SELECTED PASSAGE:

Their second film I Saw the TV Glow just came out this year. While I’ve been a fan of theirs for a while this is the film that made me so desperate to talk about them this month. The movie is about Owen (Justice Smith) and his best friend Maddy (Brigette Lundy-Paine) and their favorite show The Pink Opaque. For Owen and Maddy, it’s more than just a show, its an escape. As the film goes on however the lines between reality and The Pink Opaque begin to blur and Owen must make a terrifying choice. The film is at the same time a love letter to the monster of the week shows of the 90s and their fandoms and a gut-wrenching meditation on the consequences of self-repression. The movie is profoundly creepy, the real horror is the pain of going through life denying who you are. I found it incredibly meaningful on a personal level as I’m sure many have being a queer nerd who was very repressed and found that nameless feeling of safety and validation in fiction (ngl y’all this one broke me a little). They have said that for them the film and its ending (which I will not spoil go see it) is about “the process of un-repressing and getting to the beginning of what we classically think of as transition, to me, it’s like, that’s a hero’s journey! Even if it doesn’t look like the classic idea of the hero’s journey. It was really important to me to not sugarcoat that, and to not pretend that after that catharsis and awakening, which is both the end of something and the beginning of something, that everything is okay, and things are happy now, and all of the trauma from a life in which you’ve been told from the youngest age that your true self is an imposter and you need to apologize for it, that that doesn’t go away the next day.” (I’ll also link this interview below it’s good stuff).

GOAL: In the film review above, what is the name of the show that Owen and Maddy love?

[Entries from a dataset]
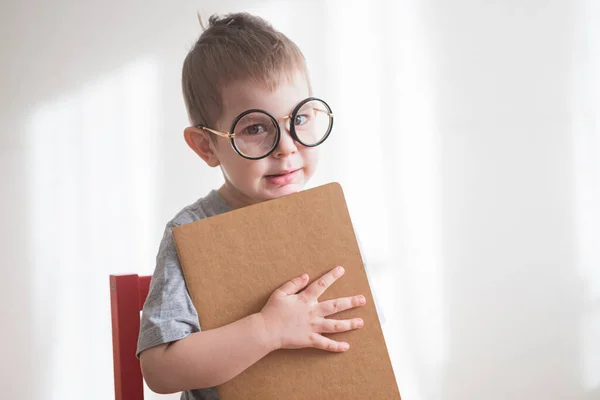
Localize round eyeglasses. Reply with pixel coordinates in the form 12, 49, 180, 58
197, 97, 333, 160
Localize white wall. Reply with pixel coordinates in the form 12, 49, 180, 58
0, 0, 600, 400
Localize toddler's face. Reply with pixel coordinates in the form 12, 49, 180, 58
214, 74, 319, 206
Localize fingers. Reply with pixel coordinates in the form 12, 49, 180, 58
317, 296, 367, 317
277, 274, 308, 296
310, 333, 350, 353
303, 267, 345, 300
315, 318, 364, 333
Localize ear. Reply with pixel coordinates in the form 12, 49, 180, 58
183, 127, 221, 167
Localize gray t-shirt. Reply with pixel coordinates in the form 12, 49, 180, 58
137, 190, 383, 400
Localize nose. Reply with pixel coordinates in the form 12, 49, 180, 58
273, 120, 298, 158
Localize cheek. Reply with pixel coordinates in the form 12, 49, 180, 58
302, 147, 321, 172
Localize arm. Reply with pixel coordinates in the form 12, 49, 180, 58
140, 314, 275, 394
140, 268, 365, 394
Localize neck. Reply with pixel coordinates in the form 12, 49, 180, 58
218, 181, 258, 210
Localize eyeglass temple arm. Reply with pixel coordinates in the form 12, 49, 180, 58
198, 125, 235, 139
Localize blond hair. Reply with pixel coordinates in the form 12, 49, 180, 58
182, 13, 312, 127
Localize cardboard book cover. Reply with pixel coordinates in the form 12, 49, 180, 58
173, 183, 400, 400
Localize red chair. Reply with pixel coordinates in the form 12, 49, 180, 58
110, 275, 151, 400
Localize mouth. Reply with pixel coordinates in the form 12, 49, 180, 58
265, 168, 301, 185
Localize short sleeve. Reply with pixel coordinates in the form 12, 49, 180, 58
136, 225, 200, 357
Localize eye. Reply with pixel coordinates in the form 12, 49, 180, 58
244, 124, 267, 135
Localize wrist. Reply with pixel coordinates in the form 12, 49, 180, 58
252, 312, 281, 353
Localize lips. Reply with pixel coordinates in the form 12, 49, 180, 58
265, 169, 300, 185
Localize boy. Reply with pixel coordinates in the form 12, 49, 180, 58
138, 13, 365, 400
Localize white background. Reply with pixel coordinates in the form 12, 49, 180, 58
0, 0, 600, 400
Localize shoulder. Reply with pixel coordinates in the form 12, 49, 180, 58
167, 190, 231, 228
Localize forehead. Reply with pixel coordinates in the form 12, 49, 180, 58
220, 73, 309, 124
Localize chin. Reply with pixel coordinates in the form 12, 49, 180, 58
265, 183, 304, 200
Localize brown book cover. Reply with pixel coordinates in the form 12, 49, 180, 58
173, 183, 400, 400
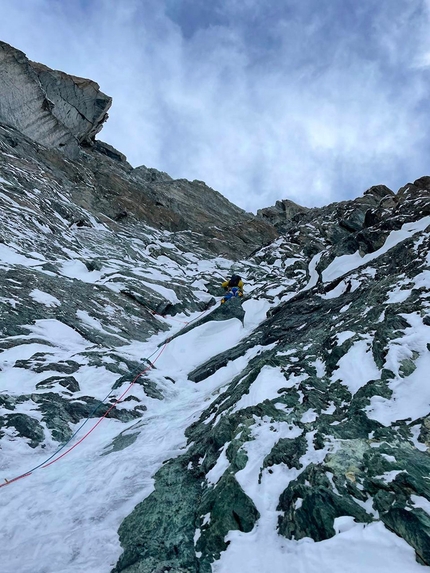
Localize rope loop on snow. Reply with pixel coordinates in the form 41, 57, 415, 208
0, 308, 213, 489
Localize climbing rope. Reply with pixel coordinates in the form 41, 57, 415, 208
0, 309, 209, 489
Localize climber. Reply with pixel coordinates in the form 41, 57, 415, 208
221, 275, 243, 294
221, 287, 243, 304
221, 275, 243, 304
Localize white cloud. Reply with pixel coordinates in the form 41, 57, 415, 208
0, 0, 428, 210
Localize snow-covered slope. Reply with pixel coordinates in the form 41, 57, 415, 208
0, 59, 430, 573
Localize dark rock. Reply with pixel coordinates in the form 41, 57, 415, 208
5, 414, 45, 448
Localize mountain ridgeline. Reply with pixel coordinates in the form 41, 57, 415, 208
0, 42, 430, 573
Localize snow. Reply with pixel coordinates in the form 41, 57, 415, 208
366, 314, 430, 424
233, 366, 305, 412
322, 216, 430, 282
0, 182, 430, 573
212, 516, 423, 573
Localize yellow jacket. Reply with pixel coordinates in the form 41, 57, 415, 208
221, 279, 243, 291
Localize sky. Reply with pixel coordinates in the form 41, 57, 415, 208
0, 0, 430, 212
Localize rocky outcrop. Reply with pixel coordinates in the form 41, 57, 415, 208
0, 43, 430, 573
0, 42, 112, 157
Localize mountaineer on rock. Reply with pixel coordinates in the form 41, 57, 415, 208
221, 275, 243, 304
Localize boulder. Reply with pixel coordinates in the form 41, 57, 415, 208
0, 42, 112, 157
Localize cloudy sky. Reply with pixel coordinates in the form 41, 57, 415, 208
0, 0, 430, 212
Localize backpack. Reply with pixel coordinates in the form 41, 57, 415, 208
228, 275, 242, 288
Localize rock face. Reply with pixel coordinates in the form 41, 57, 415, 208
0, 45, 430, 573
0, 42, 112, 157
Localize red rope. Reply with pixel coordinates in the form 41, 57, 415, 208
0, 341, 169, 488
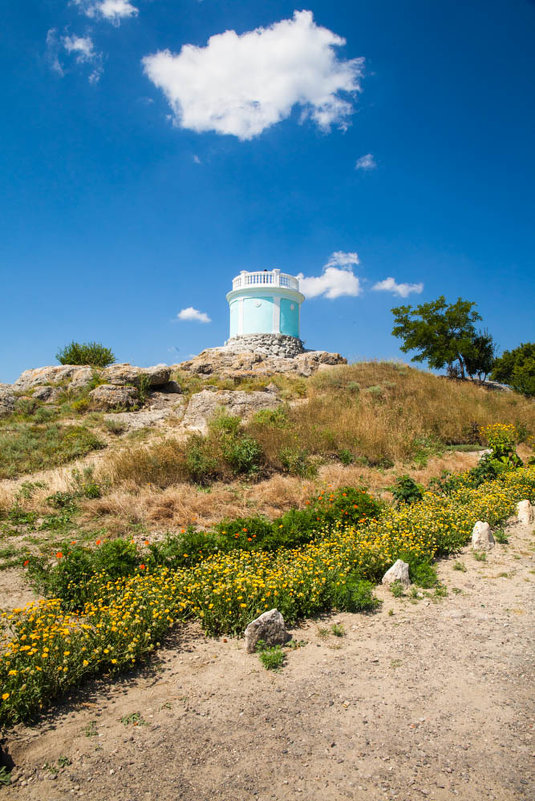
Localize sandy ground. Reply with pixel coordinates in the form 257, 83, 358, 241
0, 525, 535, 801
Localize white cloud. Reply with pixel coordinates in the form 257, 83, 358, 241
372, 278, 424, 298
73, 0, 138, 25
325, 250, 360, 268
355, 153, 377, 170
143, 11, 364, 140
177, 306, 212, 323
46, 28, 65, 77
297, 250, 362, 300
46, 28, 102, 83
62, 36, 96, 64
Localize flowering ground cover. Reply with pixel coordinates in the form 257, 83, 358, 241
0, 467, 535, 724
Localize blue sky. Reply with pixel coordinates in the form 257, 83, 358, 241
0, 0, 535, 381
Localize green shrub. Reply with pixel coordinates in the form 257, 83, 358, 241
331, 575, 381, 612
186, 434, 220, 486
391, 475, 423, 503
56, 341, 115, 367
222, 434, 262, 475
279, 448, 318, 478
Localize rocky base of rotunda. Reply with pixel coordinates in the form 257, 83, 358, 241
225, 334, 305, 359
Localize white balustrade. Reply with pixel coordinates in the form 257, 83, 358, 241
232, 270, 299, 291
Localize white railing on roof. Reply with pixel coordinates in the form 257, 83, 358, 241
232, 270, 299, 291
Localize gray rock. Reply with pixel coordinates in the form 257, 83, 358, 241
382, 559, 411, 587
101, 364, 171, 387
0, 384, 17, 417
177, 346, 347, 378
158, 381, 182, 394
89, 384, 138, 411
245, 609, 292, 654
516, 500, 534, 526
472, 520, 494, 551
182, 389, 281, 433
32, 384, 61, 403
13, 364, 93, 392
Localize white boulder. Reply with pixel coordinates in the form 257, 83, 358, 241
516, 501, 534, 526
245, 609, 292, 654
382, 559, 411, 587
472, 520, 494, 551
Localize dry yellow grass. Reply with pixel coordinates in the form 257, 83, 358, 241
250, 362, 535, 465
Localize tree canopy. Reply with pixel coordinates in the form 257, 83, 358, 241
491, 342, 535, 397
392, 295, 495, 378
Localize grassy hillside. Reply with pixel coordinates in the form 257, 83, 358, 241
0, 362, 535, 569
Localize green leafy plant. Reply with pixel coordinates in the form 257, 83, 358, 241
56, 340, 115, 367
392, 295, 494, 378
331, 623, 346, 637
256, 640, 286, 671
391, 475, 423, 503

RESULT OF THE EXERCISE: The Pink Opaque